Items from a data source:
• • • • •

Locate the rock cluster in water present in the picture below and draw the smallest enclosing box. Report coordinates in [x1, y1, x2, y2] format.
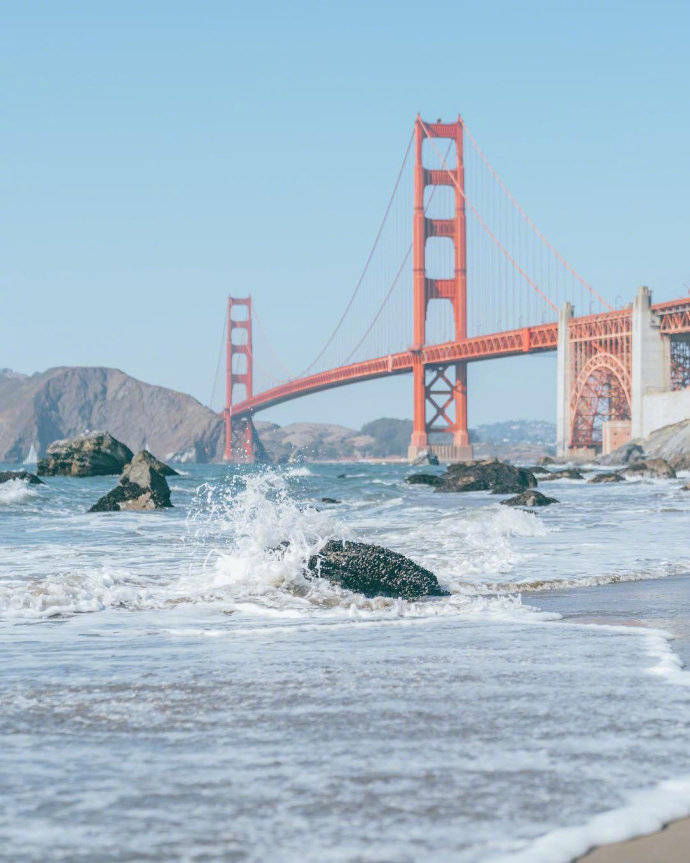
[89, 450, 175, 512]
[36, 432, 133, 476]
[624, 458, 676, 479]
[501, 488, 558, 506]
[307, 540, 448, 599]
[0, 470, 43, 485]
[587, 471, 625, 483]
[541, 467, 584, 482]
[407, 459, 537, 494]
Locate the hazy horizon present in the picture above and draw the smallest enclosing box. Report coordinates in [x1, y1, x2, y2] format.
[0, 0, 690, 425]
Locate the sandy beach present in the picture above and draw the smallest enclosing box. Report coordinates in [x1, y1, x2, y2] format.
[577, 818, 690, 863]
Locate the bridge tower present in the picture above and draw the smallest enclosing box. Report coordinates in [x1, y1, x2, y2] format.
[408, 120, 472, 461]
[223, 297, 255, 462]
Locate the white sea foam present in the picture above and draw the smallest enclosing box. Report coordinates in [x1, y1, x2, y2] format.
[490, 776, 690, 863]
[284, 465, 314, 477]
[0, 479, 38, 506]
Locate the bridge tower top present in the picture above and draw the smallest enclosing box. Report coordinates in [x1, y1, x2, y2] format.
[223, 297, 254, 461]
[410, 115, 472, 458]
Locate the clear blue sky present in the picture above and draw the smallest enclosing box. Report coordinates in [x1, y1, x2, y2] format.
[0, 0, 690, 432]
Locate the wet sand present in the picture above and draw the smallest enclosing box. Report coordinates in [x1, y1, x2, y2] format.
[576, 818, 690, 863]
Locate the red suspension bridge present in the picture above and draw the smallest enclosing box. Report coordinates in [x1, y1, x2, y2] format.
[219, 117, 690, 461]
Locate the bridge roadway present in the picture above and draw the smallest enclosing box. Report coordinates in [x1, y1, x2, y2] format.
[230, 323, 558, 417]
[230, 297, 690, 417]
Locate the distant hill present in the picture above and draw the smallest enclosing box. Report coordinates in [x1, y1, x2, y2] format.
[0, 367, 556, 470]
[0, 367, 224, 462]
[256, 417, 556, 461]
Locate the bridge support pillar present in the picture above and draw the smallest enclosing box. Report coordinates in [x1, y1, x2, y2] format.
[408, 116, 473, 461]
[223, 297, 255, 462]
[556, 303, 573, 457]
[630, 287, 671, 438]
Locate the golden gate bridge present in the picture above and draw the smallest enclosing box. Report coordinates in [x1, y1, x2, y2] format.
[218, 116, 690, 461]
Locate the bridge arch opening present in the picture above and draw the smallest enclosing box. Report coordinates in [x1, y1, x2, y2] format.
[570, 353, 631, 451]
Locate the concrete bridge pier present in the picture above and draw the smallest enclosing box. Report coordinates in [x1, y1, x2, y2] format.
[556, 287, 676, 459]
[556, 303, 573, 456]
[630, 287, 671, 438]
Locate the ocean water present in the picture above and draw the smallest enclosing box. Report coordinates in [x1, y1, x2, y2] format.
[0, 464, 690, 863]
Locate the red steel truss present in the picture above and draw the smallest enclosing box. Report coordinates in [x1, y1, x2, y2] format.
[226, 298, 690, 456]
[411, 116, 470, 449]
[219, 109, 690, 461]
[230, 323, 558, 417]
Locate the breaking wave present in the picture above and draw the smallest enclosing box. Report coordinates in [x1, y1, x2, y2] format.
[0, 479, 38, 506]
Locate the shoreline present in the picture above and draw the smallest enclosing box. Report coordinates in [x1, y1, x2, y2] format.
[572, 818, 690, 863]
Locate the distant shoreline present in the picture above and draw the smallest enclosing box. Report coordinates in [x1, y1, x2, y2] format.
[573, 818, 690, 863]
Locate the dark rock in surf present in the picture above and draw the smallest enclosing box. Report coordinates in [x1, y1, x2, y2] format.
[596, 443, 644, 465]
[36, 432, 132, 476]
[307, 540, 448, 599]
[436, 459, 537, 494]
[0, 470, 44, 485]
[669, 455, 690, 473]
[501, 488, 558, 506]
[125, 449, 180, 476]
[541, 467, 584, 482]
[587, 471, 625, 483]
[89, 450, 172, 512]
[625, 458, 676, 479]
[525, 464, 551, 475]
[405, 473, 443, 486]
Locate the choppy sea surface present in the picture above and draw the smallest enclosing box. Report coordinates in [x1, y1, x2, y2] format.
[0, 464, 690, 863]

• • • • •

Copy the lines of the material above without any changes, from the line with "Locate the bridge tower present" to the line with "[410, 115, 472, 458]", including both of those lines.

Locate the bridge tower present in the picture above and draw the smallest enclosing box. Report coordinates in [x1, y1, x2, y2] format.
[408, 120, 472, 461]
[223, 297, 255, 462]
Locate the white sea foam present in the picture above and draw the smallest enclosing box. Report coordinates in [x1, y1, x2, y2] format.
[490, 776, 690, 863]
[284, 465, 314, 477]
[0, 479, 38, 506]
Locate the bridge tower top present in the picture above and draw the smallest enclosing box. Report coordinates in [x1, y1, x2, y2] format.
[223, 297, 254, 461]
[410, 115, 472, 458]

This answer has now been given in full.